Can you set out every line of the items below as a Markdown table with the columns Row and Line, numbering each row, skipping blank lines, and leaving the pictures out?

━━━━

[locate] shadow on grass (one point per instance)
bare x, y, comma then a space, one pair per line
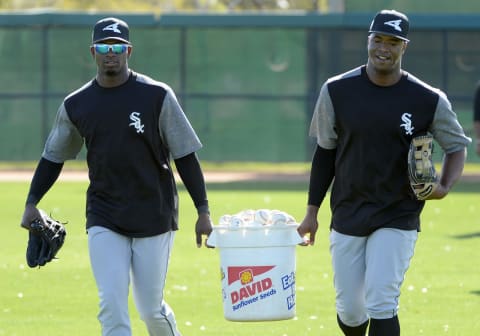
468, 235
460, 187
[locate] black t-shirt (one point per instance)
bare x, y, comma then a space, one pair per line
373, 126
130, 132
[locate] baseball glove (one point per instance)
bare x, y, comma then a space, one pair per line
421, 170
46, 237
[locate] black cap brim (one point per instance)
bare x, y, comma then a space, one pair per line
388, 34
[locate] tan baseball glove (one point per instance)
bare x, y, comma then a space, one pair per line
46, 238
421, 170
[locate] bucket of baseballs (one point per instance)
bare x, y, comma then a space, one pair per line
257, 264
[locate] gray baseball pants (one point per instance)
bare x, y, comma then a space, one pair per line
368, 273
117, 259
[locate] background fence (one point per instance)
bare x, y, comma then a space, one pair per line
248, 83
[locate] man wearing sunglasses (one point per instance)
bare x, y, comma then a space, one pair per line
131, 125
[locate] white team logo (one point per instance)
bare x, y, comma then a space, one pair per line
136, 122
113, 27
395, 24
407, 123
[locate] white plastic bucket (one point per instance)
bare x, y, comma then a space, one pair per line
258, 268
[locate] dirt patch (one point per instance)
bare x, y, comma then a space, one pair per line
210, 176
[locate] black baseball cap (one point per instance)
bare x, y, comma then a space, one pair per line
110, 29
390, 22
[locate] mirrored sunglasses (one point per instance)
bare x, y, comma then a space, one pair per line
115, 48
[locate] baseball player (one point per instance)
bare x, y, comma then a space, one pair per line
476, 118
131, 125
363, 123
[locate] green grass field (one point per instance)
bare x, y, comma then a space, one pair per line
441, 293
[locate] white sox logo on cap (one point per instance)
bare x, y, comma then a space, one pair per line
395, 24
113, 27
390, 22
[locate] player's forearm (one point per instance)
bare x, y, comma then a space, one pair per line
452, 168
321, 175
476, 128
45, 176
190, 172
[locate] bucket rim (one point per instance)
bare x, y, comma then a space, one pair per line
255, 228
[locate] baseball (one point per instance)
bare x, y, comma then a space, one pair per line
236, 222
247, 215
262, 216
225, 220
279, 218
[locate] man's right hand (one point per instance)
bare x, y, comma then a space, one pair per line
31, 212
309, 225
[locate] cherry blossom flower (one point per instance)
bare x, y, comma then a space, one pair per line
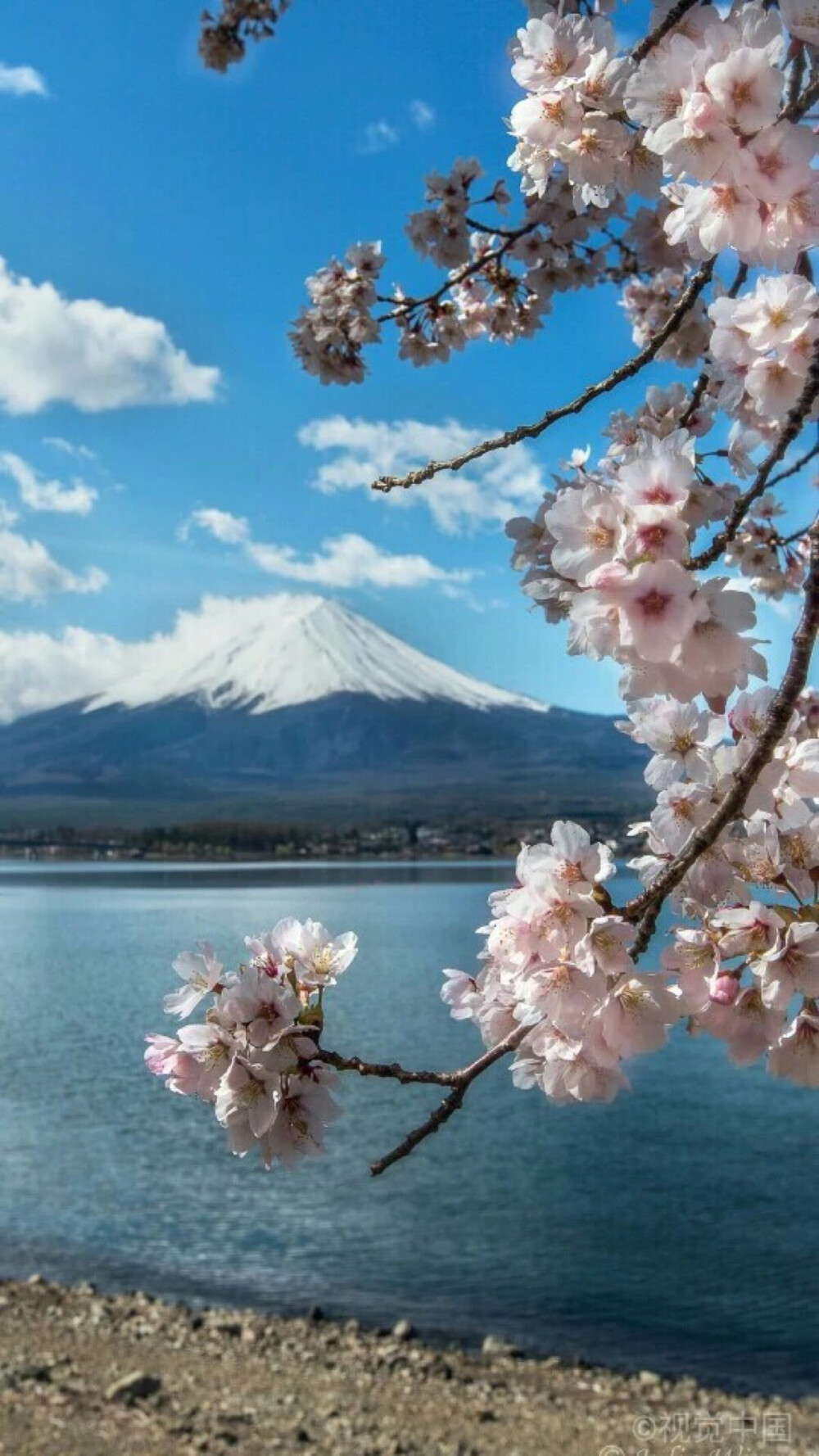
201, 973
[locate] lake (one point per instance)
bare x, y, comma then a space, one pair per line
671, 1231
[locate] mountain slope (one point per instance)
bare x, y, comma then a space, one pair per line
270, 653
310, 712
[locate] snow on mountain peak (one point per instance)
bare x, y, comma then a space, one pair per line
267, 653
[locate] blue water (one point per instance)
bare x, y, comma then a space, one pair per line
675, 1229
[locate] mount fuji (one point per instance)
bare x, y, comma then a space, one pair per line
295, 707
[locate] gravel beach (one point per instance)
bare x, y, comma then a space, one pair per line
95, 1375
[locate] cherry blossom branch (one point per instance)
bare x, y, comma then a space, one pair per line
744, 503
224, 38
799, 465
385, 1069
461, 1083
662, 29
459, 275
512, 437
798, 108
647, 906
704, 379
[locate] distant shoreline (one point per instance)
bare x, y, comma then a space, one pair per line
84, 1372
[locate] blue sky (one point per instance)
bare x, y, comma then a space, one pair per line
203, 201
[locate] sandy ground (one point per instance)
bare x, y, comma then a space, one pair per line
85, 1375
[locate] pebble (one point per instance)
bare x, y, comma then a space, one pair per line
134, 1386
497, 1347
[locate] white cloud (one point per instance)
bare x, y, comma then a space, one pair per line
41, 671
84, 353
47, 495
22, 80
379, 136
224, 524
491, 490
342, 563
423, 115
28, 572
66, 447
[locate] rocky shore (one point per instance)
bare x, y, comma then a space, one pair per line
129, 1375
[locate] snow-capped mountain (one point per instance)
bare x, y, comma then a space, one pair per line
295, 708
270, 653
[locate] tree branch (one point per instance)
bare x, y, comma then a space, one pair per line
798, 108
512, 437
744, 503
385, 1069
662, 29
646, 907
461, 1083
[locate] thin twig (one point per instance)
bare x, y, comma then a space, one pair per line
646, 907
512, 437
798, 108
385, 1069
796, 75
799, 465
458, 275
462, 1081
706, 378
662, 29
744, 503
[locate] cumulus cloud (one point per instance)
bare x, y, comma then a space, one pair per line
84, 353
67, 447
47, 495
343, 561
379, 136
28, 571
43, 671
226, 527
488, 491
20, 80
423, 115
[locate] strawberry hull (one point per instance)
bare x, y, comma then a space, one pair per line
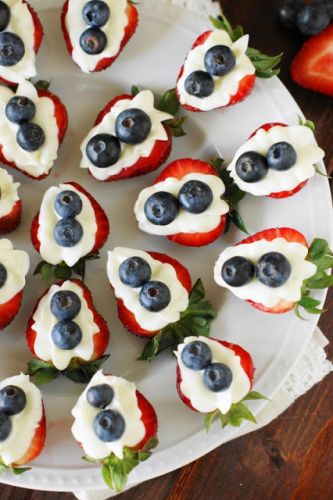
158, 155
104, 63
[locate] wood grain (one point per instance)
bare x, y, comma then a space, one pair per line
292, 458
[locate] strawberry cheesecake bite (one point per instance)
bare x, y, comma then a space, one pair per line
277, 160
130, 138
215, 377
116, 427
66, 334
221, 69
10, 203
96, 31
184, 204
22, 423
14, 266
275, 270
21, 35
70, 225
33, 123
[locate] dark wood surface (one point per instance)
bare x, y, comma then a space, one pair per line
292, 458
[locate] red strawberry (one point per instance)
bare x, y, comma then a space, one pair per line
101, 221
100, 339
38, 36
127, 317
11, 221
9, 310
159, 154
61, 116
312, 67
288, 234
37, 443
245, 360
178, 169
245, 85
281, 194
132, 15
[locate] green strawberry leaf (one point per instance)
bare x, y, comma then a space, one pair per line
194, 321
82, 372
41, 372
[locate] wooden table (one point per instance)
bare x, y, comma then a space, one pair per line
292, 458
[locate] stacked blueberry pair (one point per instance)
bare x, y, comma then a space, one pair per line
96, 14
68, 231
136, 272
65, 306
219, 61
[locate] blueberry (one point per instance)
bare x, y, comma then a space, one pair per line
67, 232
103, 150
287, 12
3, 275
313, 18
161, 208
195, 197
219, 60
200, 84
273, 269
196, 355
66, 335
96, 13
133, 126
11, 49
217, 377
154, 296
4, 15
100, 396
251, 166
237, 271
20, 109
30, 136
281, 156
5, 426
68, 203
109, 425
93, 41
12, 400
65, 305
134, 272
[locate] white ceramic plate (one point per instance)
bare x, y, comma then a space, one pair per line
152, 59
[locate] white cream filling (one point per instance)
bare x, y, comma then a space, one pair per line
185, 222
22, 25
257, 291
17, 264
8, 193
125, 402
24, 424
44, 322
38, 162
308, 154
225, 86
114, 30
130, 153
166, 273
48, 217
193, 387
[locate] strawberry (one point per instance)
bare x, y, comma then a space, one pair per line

━━━━

### [Response to this exercise]
| Row | Line |
|---|---|
| 1 | [locate] shadow on grass (one point per instance) |
| 2 | bare x, y, comma then a space, one pair per line |
| 3 | 468, 235 |
| 4 | 460, 187 |
| 5 | [locate] black t-shirt (one point per instance) |
| 6 | bare x, y, comma then a space, one pair per line |
| 7 | 373, 126 |
| 8 | 130, 132 |
| 9 | [locate] baseball glove (one point per instance) |
| 10 | bare x, y, comma then a space, one pair per line |
| 11 | 421, 170 |
| 12 | 46, 237 |
| 13 | [locate] black cap brim (one point per instance) |
| 14 | bare x, y, comma then a space, one pair per line |
| 15 | 388, 34 |
| 16 | [locate] tan baseball glove (one point per instance) |
| 17 | bare x, y, comma then a space, one pair per line |
| 18 | 46, 238 |
| 19 | 421, 170 |
| 20 | [locate] bucket of baseballs (one point per instance) |
| 21 | bare x, y, comma then a space, one pair per line |
| 22 | 257, 264 |
| 23 | [locate] gray baseball pants (one point per instance) |
| 24 | bare x, y, comma then a space, one pair per line |
| 25 | 368, 273 |
| 26 | 117, 259 |
| 27 | [locate] background fence (one point per instance) |
| 28 | bare x, y, comma then a space, one pair per line |
| 29 | 248, 83 |
| 30 | [locate] man wearing sunglasses (one point per instance) |
| 31 | bare x, y, comma then a space, one pair per line |
| 32 | 131, 125 |
| 33 | [locate] white team logo (one point per instance) |
| 34 | bare x, y, comma then a space, one pair per line |
| 35 | 136, 122 |
| 36 | 113, 27 |
| 37 | 395, 24 |
| 38 | 407, 123 |
| 39 | [locate] white plastic bucket (one point per instance) |
| 40 | bare x, y, comma then a space, one pair per line |
| 41 | 258, 268 |
| 42 | [locate] dirt patch (one point per instance) |
| 43 | bare x, y, comma then a space, one pair per line |
| 44 | 210, 176 |
| 45 | [locate] black baseball cap (one point per instance) |
| 46 | bare x, y, comma then a space, one pair per line |
| 47 | 110, 29 |
| 48 | 390, 22 |
| 49 | [locate] mirrored sunglasses (one point per instance) |
| 50 | bare x, y, comma then a space, one pair per line |
| 51 | 115, 48 |
| 52 | [locate] baseball player (one point per instance) |
| 53 | bare x, y, comma then a space, one pair per line |
| 54 | 476, 118 |
| 55 | 131, 125 |
| 56 | 363, 123 |
| 57 | [locate] green grass field (one point per instance) |
| 58 | bare x, y, comma then a space, one pair per line |
| 59 | 441, 293 |
| 60 | [locate] white sox logo on cap (one point per instance) |
| 61 | bare x, y, comma then a space, one pair per line |
| 62 | 395, 24 |
| 63 | 113, 27 |
| 64 | 390, 22 |
| 65 | [locate] player's forearm (one point per instance) |
| 66 | bare x, y, comma then a space, one pair per line |
| 67 | 452, 168 |
| 68 | 321, 175 |
| 69 | 476, 128 |
| 70 | 45, 176 |
| 71 | 190, 172 |
| 72 | [locate] bucket rim (one point per instance) |
| 73 | bare x, y, comma then a space, one pair per line |
| 74 | 255, 228 |
| 75 | [locate] baseball (one point per instance) |
| 76 | bare x, y, comma then a space, one pair per line |
| 77 | 236, 222 |
| 78 | 247, 215 |
| 79 | 262, 216 |
| 80 | 225, 220 |
| 81 | 279, 218 |
| 82 | [locate] man's right hand (one point per instance) |
| 83 | bare x, y, comma then a space, one pair per line |
| 84 | 31, 212 |
| 85 | 309, 225 |
| 86 | [locate] cherry blossom flower (one point per instance) |
| 87 | bare x, y, comma then a space, one pair per line |
| 88 | 201, 973 |
| 89 | [locate] lake (one point per instance) |
| 90 | bare x, y, comma then a space, one pair per line |
| 91 | 671, 1231 |
| 92 | [locate] mountain slope (one point per instance) |
| 93 | bare x, y, comma then a space, one pair per line |
| 94 | 270, 653 |
| 95 | 310, 712 |
| 96 | [locate] snow on mountain peak (one point per instance) |
| 97 | bare x, y, comma then a space, one pair per line |
| 98 | 267, 653 |
| 99 | [locate] blue water (one point per instance) |
| 100 | bare x, y, comma then a space, one pair per line |
| 101 | 675, 1229 |
| 102 | [locate] mount fuji (one point per instance) |
| 103 | bare x, y, comma then a space, one pair per line |
| 104 | 295, 707 |
| 105 | [locate] gravel beach (one point per instance) |
| 106 | bare x, y, comma then a space, one pair per line |
| 107 | 95, 1375 |
| 108 | [locate] cherry blossom branch (one point per instance) |
| 109 | bare x, y, comma then a space, one pair per line |
| 110 | 744, 503 |
| 111 | 224, 38 |
| 112 | 799, 465 |
| 113 | 385, 1069 |
| 114 | 461, 1083 |
| 115 | 662, 29 |
| 116 | 459, 275 |
| 117 | 512, 437 |
| 118 | 798, 108 |
| 119 | 647, 906 |
| 120 | 704, 379 |
| 121 | [locate] distant shoreline (one point per instance) |
| 122 | bare x, y, comma then a space, one pair per line |
| 123 | 84, 1372 |
| 124 | [locate] blue sky (one point per instance) |
| 125 | bare x, y, comma then a space, one pair per line |
| 126 | 203, 201 |
| 127 | [locate] sandy ground (one point per instance) |
| 128 | bare x, y, comma then a space, one pair per line |
| 129 | 85, 1375 |
| 130 | [locate] pebble (one point per instance) |
| 131 | bare x, y, comma then a space, one pair per line |
| 132 | 134, 1386 |
| 133 | 497, 1347 |
| 134 | [locate] white cloud (one point per instance) |
| 135 | bare x, y, comma then a space, one pair per line |
| 136 | 41, 671 |
| 137 | 84, 353 |
| 138 | 47, 495 |
| 139 | 22, 80 |
| 140 | 379, 136 |
| 141 | 224, 524 |
| 142 | 491, 490 |
| 143 | 342, 563 |
| 144 | 423, 115 |
| 145 | 28, 572 |
| 146 | 66, 447 |
| 147 | [locate] rocky shore (one point per instance) |
| 148 | bare x, y, comma then a space, one pair per line |
| 149 | 129, 1375 |
| 150 | [locate] snow-capped mountain (one point per instance) |
| 151 | bare x, y, comma then a space, one pair per line |
| 152 | 295, 708 |
| 153 | 270, 653 |
| 154 | [locate] tree branch (one point per instance) |
| 155 | bare x, y, comma then a space, one pair per line |
| 156 | 798, 108 |
| 157 | 512, 437 |
| 158 | 744, 503 |
| 159 | 385, 1069 |
| 160 | 662, 29 |
| 161 | 646, 907 |
| 162 | 461, 1083 |
| 163 | [locate] thin twig (one point per instance) |
| 164 | bare x, y, comma then a space, one pair per line |
| 165 | 646, 907 |
| 166 | 512, 437 |
| 167 | 798, 108 |
| 168 | 385, 1069 |
| 169 | 796, 75 |
| 170 | 799, 465 |
| 171 | 458, 275 |
| 172 | 462, 1081 |
| 173 | 706, 378 |
| 174 | 662, 29 |
| 175 | 744, 503 |
| 176 | [locate] cumulus cloud (one point per instance) |
| 177 | bare x, y, comma then a space, one pair per line |
| 178 | 84, 353 |
| 179 | 67, 447 |
| 180 | 47, 495 |
| 181 | 343, 561 |
| 182 | 379, 136 |
| 183 | 28, 571 |
| 184 | 43, 671 |
| 185 | 226, 527 |
| 186 | 488, 491 |
| 187 | 20, 80 |
| 188 | 423, 115 |
| 189 | [locate] strawberry hull (one point per instance) |
| 190 | bare x, y, comma then a space, one pair per line |
| 191 | 158, 155 |
| 192 | 104, 63 |
| 193 | [locate] wood grain (one point per instance) |
| 194 | bare x, y, comma then a space, one pair per line |
| 195 | 292, 458 |
| 196 | [locate] strawberry cheesecake bite (one point per instance) |
| 197 | bare x, y, comma then a space, one pair per line |
| 198 | 277, 160 |
| 199 | 130, 138 |
| 200 | 215, 377 |
| 201 | 116, 427 |
| 202 | 66, 334 |
| 203 | 221, 69 |
| 204 | 10, 203 |
| 205 | 96, 31 |
| 206 | 184, 204 |
| 207 | 22, 423 |
| 208 | 14, 266 |
| 209 | 275, 270 |
| 210 | 21, 35 |
| 211 | 70, 225 |
| 212 | 33, 123 |
| 213 | [locate] dark wood surface (one point per instance) |
| 214 | bare x, y, comma then a space, one pair per line |
| 215 | 292, 458 |
| 216 | [locate] red strawberry (one point per instance) |
| 217 | bare x, y, comma then a space, one pair per line |
| 218 | 101, 221 |
| 219 | 100, 339 |
| 220 | 38, 36 |
| 221 | 127, 317 |
| 222 | 11, 221 |
| 223 | 9, 310 |
| 224 | 159, 154 |
| 225 | 61, 116 |
| 226 | 312, 67 |
| 227 | 288, 234 |
| 228 | 37, 443 |
| 229 | 245, 360 |
| 230 | 178, 169 |
| 231 | 245, 85 |
| 232 | 281, 194 |
| 233 | 132, 15 |
| 234 | [locate] green strawberry leaf (one point per instance) |
| 235 | bare x, y, comma then a space, one pair per line |
| 236 | 194, 321 |
| 237 | 82, 372 |
| 238 | 41, 372 |
| 239 | [locate] wooden table (one point per instance) |
| 240 | bare x, y, comma then a space, one pair per line |
| 241 | 292, 458 |
| 242 | [locate] stacked blueberry pair (one point per instance) |
| 243 | bare x, y, comma then a space, one pair per line |
| 244 | 96, 14 |
| 245 | 68, 231 |
| 246 | 136, 272 |
| 247 | 65, 306 |
| 248 | 219, 61 |
| 249 | [locate] blueberry (one point per instance) |
| 250 | bare x, y, comma then a space, one pair per line |
| 251 | 67, 232 |
| 252 | 103, 150 |
| 253 | 287, 12 |
| 254 | 3, 275 |
| 255 | 313, 18 |
| 256 | 161, 208 |
| 257 | 195, 197 |
| 258 | 219, 60 |
| 259 | 200, 84 |
| 260 | 273, 269 |
| 261 | 196, 355 |
| 262 | 66, 335 |
| 263 | 96, 13 |
| 264 | 133, 126 |
| 265 | 11, 49 |
| 266 | 217, 377 |
| 267 | 154, 296 |
| 268 | 4, 15 |
| 269 | 100, 396 |
| 270 | 251, 166 |
| 271 | 237, 271 |
| 272 | 20, 109 |
| 273 | 30, 136 |
| 274 | 281, 156 |
| 275 | 5, 426 |
| 276 | 68, 203 |
| 277 | 109, 425 |
| 278 | 93, 41 |
| 279 | 12, 400 |
| 280 | 65, 305 |
| 281 | 134, 272 |
| 282 | [locate] white ceramic plate (one point per instance) |
| 283 | bare x, y, comma then a space, one pair per line |
| 284 | 152, 59 |
| 285 | [locate] white cream filling (one point per instance) |
| 286 | bare x, y, comma then a space, one pair per line |
| 287 | 185, 222 |
| 288 | 22, 25 |
| 289 | 257, 291 |
| 290 | 17, 264 |
| 291 | 8, 193 |
| 292 | 125, 402 |
| 293 | 24, 424 |
| 294 | 44, 322 |
| 295 | 38, 162 |
| 296 | 308, 154 |
| 297 | 225, 86 |
| 298 | 114, 30 |
| 299 | 130, 153 |
| 300 | 166, 273 |
| 301 | 48, 217 |
| 302 | 193, 387 |
| 303 | [locate] strawberry (one point per instance) |
| 304 | bare x, y, comma then a space, one pair per line |